■ **EXCERPTED PASSAGE**
_ _ _ _
# 160 degree thermostat



## Bluegoat05 (Mar 22, 2010)

hey i was just wondering how well does the heater work with a 160 degree therm in it because i drive in the cold quite often and i dont wanna be freezing my butt off.


----------



## GM4life (Mar 18, 2007)

I've had the 160 in my car for almost two years, with temps in the 20's. The heater works fine, can't tell that you have loss of heat. The temp rating of a thermostat says when the thermostat starts to open. To get the most out of it have the fans adjusted too.


----------



## Bluegoat05 (Mar 22, 2010)

sweet! i have a diablo tuner that has special tunes from slp so ill bet the fan speeds are adjusted in the tune


----------



## johni53 (Feb 10, 2010)

Quick related question: My 05 was in the drive thru lane and I got a engine overheat warning, then my temp gauge started to climb until it was pegged. I turned on the heater but nothing happened for a couple minutes, then the gauge returned to normal. Stuck thermostat maybe? Thanks for any help you guys can give.


----------



## Rukee (Feb 8, 2007)

johni53 said:


> Quick related question: My 05 was in the drive thru lane and I got a engine overheat warning, then my temp gauge started to climb until it was pegged. I turned on the heater but nothing happened for a couple minutes, then the gauge returned to normal. Stuck thermostat maybe? Thanks for any help you guys can give.


Sounds like air in the cooling system, I would have it checked out right away.


----------



## AUTOSLIM50 (Mar 12, 2010)

*What Are The Fan Settings For The 160 T-stat?*



GM4life said:


> I've had the 160 in my car for almost two years, with temps in the 20's. The heater works fine, can't tell that you have loss of heat. The temp rating of a thermostat says when the thermostat starts to open. To get the most out of it have the fans adjusted too.


 WHAT ARE THE CORRECT FAN SETTINGS FOR THE 160 T STAT? MY COOLANT TEMP IS IN THE 170 -180 WITH THE AC ON. I HAVE JUST (LAST WEEK) INSTALLED MINE WITH THE U DRIVE PULLEY. SOME TIMES IN TRAFFIC WITH AC IT GOES UP TO 185, THIS IS ON THE COMPUTER IN CAR COOLANT TEMP. READOUT. ANY COMMENTS APPREACIATED,


----------



## GM4life (Mar 18, 2007)

Your coolant temp sound about right. With the AC on is not a good indicator, the fans usally cut on when the car speed is under 45-30mph. Fan on and off temps depend on the person or tuner that adjust them. I had two different fans on/off setting from two differant tuners. Currently my fan on temp is about 198ish and off temp is about 188ish. Before I think the fan on temp was 190ish and off at low 180's.


----------



## 87GN06GTO07IRL (Aug 10, 2009)
_ _ _ _
■ **COLLECTED DATA**
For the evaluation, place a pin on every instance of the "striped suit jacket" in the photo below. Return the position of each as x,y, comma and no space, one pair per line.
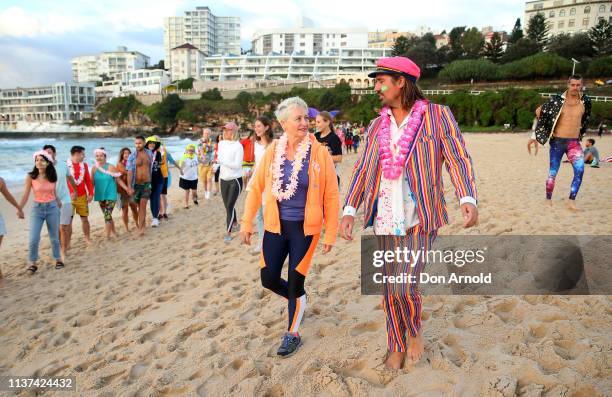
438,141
_ _ _ _
■ **TASK REQUIREMENTS**
In the thread on the 160-degree thermostat, what does a thermostat's temperature rating indicate?

■ **WRITTEN REPLY**
It indicates when the thermostat starts to open.